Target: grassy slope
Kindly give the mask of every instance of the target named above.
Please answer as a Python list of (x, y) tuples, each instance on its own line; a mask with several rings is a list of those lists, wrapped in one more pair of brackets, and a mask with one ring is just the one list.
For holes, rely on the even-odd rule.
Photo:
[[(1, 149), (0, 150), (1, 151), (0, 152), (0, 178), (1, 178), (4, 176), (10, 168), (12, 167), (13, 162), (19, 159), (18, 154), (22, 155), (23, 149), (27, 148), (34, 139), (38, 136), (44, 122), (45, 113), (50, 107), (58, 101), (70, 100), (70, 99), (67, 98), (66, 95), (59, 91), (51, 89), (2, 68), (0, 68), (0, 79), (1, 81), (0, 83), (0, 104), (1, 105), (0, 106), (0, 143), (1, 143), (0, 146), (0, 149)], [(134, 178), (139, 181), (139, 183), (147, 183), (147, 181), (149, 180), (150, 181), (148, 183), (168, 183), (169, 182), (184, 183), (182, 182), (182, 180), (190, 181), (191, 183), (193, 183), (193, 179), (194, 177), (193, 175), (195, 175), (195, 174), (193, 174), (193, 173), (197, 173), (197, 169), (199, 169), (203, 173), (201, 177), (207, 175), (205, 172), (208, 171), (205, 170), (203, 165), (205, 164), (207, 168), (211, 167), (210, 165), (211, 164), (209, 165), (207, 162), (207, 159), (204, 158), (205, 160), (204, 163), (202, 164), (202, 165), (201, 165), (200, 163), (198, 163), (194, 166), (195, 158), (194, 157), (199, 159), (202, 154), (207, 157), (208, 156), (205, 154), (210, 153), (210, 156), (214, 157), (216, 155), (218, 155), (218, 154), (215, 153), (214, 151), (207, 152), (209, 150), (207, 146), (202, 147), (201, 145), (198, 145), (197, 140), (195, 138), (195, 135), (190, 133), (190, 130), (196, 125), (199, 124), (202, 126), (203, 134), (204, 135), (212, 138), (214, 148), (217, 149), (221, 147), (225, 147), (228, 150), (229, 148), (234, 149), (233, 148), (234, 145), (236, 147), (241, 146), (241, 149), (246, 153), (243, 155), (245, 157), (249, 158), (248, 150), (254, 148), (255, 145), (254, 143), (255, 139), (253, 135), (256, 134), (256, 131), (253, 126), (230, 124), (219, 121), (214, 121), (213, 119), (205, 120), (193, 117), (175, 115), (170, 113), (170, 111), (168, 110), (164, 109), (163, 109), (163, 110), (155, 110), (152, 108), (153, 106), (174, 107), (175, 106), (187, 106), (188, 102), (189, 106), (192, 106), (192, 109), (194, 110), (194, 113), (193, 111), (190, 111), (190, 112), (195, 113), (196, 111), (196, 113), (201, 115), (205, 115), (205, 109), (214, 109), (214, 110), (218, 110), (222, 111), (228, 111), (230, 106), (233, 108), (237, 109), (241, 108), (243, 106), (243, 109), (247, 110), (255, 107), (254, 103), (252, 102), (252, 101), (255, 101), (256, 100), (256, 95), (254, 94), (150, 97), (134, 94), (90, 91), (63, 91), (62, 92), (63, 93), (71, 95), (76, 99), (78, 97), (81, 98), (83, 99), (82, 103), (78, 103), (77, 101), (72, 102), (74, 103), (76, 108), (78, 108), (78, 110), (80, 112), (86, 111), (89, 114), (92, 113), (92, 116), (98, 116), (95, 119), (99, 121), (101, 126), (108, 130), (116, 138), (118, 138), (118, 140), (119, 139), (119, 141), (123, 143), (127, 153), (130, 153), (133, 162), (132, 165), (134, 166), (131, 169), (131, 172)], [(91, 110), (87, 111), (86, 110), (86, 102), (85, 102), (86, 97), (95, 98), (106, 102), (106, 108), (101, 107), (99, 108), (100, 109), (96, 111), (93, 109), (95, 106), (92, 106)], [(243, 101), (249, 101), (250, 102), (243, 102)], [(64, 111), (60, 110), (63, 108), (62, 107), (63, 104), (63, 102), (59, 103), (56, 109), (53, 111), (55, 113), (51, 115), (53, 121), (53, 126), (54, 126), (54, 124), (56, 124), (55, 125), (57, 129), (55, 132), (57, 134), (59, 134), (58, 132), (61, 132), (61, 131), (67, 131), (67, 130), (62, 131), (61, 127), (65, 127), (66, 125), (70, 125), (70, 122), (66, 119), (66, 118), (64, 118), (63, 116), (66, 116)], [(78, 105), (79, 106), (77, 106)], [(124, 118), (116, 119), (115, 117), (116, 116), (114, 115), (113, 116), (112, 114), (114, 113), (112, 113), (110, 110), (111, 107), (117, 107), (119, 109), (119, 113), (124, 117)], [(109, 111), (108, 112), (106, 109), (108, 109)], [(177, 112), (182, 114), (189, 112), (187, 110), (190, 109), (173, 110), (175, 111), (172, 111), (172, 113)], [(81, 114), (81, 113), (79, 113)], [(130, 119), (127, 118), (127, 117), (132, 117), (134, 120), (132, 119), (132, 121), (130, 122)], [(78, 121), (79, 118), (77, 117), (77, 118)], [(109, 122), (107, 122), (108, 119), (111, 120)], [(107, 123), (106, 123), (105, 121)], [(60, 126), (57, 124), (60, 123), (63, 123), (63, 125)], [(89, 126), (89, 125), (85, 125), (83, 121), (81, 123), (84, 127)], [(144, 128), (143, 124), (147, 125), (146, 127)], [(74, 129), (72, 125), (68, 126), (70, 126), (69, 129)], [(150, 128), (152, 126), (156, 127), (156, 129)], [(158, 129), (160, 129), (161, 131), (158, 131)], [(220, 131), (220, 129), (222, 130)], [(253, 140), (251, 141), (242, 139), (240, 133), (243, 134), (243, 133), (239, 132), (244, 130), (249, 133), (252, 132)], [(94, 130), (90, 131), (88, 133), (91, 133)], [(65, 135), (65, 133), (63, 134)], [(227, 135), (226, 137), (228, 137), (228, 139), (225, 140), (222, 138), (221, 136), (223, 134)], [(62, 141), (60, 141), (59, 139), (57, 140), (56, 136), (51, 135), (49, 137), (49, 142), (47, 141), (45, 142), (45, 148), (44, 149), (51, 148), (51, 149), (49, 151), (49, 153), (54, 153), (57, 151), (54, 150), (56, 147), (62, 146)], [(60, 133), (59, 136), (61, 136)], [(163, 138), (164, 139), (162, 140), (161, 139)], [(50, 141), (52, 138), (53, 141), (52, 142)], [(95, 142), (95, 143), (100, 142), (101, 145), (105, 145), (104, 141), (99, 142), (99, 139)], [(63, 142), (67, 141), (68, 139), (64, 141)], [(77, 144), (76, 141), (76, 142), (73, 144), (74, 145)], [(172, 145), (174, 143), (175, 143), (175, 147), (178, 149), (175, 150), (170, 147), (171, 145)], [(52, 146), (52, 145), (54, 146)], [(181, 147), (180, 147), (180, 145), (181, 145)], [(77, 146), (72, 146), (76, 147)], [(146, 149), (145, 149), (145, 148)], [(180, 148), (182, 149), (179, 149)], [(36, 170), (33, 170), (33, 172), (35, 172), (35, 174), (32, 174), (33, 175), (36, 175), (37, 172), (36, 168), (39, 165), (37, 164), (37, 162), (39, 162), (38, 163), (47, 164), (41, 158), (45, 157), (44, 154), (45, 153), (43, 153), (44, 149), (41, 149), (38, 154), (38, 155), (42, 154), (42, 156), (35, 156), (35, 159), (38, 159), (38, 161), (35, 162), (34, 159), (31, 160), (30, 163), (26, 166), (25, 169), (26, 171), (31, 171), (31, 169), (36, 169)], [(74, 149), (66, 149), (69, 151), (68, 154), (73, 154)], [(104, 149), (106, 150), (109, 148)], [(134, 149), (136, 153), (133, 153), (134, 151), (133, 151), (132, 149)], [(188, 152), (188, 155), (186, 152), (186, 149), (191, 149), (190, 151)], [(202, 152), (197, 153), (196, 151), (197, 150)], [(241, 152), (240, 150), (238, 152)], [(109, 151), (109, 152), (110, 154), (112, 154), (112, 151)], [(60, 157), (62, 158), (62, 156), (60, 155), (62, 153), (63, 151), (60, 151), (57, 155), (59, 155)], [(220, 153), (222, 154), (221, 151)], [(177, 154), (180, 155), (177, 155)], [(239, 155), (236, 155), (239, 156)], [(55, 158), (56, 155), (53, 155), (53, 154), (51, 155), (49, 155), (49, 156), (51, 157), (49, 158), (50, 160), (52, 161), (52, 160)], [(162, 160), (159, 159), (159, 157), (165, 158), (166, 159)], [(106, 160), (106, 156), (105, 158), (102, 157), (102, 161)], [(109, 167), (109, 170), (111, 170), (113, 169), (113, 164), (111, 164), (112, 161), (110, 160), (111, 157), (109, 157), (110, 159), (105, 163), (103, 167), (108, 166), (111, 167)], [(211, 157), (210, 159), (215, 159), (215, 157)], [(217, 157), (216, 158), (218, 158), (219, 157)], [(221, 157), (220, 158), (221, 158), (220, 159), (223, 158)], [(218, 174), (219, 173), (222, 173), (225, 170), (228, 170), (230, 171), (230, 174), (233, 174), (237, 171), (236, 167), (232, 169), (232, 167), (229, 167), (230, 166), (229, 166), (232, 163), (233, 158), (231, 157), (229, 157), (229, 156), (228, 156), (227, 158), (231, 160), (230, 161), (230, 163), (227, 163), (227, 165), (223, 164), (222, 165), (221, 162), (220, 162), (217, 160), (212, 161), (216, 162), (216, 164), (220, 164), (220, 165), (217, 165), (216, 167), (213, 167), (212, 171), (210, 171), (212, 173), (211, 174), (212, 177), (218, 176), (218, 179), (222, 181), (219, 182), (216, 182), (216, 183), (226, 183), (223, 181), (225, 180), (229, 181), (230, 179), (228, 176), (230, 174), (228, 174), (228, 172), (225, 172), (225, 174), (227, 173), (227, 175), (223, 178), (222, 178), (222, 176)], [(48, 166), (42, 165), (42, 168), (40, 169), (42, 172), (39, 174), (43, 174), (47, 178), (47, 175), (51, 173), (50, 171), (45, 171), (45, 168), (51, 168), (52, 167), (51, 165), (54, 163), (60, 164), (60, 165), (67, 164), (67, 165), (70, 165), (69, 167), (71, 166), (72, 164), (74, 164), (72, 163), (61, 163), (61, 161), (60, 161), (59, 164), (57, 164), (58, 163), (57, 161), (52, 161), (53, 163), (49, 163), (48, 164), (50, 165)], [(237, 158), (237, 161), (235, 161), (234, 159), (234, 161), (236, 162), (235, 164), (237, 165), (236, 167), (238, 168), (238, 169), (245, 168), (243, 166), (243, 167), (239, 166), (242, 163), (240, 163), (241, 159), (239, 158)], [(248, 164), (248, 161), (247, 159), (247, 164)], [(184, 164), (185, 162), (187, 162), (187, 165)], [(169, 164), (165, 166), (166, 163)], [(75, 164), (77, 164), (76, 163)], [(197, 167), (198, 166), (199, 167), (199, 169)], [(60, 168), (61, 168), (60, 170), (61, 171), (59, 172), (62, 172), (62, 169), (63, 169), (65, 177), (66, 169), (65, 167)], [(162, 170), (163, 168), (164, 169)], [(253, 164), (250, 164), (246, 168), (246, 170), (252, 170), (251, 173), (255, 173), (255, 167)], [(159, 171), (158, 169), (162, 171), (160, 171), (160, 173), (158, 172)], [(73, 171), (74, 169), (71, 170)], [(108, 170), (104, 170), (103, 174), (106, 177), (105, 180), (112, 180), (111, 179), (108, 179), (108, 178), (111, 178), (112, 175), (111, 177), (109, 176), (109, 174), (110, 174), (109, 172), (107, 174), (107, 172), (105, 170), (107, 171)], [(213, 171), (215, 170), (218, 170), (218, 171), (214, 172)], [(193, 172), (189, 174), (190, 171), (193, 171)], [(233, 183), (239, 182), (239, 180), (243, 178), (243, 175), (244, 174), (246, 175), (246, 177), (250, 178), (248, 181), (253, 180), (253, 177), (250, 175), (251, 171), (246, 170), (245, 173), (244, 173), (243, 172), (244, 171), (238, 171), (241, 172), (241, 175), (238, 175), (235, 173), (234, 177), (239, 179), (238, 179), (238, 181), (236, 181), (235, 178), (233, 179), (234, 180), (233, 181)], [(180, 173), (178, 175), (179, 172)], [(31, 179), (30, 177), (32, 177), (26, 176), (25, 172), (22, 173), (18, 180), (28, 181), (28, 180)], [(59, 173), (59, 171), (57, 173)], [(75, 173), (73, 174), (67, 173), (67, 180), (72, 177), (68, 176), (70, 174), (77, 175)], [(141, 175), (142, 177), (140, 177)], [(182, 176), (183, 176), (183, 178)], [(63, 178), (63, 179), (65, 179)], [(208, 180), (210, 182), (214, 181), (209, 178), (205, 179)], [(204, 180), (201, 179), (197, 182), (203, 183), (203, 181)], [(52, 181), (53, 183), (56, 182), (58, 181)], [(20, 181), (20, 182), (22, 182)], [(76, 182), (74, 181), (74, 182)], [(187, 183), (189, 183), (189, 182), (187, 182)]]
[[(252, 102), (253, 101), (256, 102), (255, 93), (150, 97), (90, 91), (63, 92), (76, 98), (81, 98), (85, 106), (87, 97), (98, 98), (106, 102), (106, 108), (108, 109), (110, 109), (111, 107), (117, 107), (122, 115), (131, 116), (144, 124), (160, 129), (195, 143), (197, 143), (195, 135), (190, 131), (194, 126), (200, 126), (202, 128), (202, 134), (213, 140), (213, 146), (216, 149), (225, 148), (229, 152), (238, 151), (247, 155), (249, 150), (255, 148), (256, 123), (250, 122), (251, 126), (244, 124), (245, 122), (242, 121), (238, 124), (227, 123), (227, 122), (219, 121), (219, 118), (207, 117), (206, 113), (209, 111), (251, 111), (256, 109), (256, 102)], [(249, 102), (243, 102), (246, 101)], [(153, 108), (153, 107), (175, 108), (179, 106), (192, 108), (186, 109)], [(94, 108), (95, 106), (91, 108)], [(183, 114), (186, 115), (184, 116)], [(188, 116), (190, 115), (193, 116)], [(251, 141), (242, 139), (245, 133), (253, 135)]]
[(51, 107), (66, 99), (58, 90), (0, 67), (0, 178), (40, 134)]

::::

## [EXERCISE DIRECTIONS]
Starting at the first of the rows and ending at the line containing "Kindly give the", rename "grassy slope" to "grassy hillside" and reproduce only those lines, otherwise unchanged.

## [REPLY TO THE EXERCISE]
Target: grassy hillside
Kindly give the mask of every instance of the target named above.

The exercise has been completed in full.